■ What you have to do:
Select each line in the items below that contains the word "concrete" and copy those lines.

[BEGIN Data for processing]

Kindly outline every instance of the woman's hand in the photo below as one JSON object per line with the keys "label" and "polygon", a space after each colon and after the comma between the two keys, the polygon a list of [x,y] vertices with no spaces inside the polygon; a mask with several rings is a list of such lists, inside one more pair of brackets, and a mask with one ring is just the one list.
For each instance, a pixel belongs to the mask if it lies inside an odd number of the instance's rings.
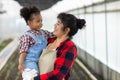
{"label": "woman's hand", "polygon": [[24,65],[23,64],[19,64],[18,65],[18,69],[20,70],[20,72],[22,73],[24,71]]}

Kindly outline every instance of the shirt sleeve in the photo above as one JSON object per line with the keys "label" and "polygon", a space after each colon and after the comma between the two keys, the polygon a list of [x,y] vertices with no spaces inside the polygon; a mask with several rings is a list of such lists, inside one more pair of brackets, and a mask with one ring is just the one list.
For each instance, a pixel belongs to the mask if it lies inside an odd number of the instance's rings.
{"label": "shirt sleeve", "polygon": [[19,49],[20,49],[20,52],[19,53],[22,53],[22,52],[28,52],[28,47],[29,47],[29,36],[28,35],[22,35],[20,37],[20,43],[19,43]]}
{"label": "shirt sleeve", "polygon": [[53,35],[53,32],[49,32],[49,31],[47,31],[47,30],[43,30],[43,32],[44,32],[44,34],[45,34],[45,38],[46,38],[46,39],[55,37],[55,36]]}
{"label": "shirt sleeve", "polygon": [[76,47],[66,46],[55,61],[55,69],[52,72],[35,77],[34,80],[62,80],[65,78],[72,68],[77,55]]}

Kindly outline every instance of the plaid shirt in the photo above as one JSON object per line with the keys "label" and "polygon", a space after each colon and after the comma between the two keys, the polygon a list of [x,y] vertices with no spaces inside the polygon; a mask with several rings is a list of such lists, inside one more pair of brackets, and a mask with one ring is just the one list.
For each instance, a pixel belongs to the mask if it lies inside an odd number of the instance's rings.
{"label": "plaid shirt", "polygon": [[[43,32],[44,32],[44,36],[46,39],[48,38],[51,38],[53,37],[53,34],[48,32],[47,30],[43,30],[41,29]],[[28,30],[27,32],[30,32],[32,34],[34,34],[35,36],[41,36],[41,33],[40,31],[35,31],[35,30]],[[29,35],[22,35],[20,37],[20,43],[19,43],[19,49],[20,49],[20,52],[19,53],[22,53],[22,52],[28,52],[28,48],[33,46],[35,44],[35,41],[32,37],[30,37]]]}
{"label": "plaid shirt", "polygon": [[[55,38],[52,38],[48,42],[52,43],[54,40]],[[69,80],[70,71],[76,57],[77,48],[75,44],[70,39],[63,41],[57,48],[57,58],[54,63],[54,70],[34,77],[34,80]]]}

[END Data for processing]
[BEGIN Data for processing]

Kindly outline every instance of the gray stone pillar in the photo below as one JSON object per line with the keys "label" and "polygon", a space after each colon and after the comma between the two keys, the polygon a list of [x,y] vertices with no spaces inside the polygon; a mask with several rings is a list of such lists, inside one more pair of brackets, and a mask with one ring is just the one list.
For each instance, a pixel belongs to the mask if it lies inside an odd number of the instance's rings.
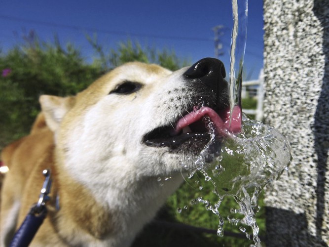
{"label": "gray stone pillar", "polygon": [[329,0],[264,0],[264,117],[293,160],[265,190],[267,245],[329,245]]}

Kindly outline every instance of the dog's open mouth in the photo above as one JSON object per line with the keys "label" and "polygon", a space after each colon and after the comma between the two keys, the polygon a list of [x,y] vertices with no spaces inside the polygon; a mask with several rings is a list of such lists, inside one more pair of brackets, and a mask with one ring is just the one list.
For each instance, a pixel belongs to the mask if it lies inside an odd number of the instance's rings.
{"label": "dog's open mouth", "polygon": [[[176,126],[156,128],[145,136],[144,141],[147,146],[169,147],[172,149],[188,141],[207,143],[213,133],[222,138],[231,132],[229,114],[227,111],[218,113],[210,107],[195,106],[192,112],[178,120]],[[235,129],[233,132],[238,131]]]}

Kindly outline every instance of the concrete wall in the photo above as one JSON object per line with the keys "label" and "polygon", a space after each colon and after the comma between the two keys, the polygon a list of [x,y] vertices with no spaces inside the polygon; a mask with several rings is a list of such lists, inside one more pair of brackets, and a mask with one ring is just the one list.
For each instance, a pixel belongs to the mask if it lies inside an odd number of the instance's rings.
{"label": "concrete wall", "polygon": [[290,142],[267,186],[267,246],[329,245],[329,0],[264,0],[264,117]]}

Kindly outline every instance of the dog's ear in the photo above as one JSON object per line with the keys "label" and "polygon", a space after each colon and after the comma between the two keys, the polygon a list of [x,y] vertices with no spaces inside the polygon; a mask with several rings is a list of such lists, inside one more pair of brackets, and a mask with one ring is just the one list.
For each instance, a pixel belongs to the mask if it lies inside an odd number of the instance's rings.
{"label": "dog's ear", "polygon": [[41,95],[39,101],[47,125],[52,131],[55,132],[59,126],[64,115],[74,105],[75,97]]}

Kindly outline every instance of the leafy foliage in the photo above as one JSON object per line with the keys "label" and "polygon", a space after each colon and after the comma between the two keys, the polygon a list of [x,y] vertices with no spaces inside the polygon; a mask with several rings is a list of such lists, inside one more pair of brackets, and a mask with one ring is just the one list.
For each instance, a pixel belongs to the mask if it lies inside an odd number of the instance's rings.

[END Data for processing]
[BEGIN Data for processing]

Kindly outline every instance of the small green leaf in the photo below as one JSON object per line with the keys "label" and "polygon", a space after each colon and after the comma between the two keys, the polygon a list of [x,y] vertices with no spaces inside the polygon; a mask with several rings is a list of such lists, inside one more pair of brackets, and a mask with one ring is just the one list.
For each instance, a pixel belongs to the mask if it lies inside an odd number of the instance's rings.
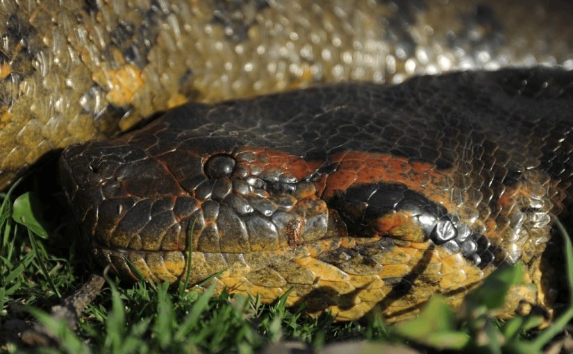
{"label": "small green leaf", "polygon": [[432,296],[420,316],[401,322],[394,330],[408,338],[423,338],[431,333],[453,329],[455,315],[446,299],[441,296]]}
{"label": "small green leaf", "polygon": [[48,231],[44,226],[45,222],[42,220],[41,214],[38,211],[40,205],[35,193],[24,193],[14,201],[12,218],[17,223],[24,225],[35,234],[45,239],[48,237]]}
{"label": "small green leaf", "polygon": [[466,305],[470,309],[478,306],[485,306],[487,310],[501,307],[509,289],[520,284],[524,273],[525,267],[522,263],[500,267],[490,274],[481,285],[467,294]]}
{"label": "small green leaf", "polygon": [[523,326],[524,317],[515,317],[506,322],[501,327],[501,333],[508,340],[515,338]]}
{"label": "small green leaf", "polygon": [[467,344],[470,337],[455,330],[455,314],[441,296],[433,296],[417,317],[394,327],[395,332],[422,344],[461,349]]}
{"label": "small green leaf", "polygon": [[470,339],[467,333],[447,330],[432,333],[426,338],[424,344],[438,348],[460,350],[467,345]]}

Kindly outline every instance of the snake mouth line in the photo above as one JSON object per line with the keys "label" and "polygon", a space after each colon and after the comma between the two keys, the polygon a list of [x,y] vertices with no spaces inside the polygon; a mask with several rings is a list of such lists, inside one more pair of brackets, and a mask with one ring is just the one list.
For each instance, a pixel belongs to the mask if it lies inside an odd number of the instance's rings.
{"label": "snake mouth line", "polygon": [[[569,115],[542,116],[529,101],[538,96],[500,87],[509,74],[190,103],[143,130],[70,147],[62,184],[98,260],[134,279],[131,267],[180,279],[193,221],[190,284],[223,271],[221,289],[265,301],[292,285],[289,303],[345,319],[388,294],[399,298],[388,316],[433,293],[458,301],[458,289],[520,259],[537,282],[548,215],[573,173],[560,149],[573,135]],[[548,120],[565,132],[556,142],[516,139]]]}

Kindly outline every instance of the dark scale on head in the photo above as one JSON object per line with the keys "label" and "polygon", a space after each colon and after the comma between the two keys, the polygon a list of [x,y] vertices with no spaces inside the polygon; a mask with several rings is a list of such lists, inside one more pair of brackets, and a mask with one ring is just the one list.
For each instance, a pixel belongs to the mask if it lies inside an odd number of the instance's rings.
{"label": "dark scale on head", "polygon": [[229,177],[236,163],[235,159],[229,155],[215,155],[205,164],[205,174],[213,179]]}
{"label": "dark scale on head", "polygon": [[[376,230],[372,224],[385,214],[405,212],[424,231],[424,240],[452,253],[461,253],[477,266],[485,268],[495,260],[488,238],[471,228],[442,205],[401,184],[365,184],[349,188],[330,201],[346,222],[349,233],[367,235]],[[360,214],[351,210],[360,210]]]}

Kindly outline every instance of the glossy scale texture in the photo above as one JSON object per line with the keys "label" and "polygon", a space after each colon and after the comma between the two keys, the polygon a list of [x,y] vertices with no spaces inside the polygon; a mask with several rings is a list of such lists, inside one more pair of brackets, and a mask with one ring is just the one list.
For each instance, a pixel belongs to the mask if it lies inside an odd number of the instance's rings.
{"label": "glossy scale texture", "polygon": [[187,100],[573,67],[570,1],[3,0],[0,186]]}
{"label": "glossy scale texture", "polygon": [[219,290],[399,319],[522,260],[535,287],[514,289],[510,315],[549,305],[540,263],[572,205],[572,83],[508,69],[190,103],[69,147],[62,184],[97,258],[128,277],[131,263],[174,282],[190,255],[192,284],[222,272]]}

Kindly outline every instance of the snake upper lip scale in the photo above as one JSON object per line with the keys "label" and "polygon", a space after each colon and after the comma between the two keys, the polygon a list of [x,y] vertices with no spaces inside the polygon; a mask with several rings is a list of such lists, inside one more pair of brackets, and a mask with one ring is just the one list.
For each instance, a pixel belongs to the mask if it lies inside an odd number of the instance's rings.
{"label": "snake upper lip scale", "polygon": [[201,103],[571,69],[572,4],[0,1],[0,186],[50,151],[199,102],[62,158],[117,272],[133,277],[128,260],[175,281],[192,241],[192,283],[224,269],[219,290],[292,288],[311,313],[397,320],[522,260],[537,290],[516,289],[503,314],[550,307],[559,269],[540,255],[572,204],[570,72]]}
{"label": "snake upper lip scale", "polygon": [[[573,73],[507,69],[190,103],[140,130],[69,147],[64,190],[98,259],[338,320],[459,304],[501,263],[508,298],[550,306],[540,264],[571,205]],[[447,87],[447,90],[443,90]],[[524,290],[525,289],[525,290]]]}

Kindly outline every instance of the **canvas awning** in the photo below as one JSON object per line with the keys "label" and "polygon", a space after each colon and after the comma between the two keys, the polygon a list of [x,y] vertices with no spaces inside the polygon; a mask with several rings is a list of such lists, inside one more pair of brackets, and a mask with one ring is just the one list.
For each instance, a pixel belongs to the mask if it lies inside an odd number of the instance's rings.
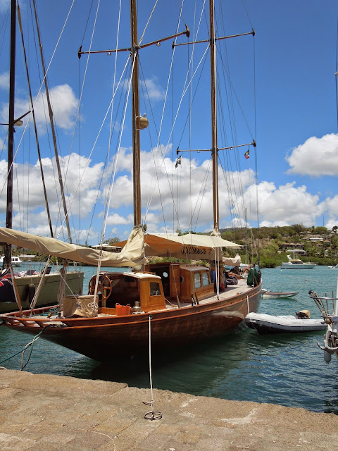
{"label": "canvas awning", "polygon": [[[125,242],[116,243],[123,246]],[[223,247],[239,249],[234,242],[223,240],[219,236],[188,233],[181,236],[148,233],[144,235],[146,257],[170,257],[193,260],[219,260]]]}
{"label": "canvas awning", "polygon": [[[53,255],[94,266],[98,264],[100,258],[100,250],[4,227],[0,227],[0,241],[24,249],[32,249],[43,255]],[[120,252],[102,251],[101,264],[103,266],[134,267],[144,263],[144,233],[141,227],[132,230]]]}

[END Data for processing]

■ The result:
Kindly outline every instance of the concrete wall in the photo above as one JSON object per line with the keys "label" and "polygon", a space after each colon and after the comma between the two keys, the polygon a list of [x,y] vertices with no spaces inside the polygon; a mask with several rings is a list of such lists, inside one more pair of brackets, and a mask with one ring is just the one list.
{"label": "concrete wall", "polygon": [[290,142],[267,186],[267,246],[329,245],[329,0],[264,0],[264,117]]}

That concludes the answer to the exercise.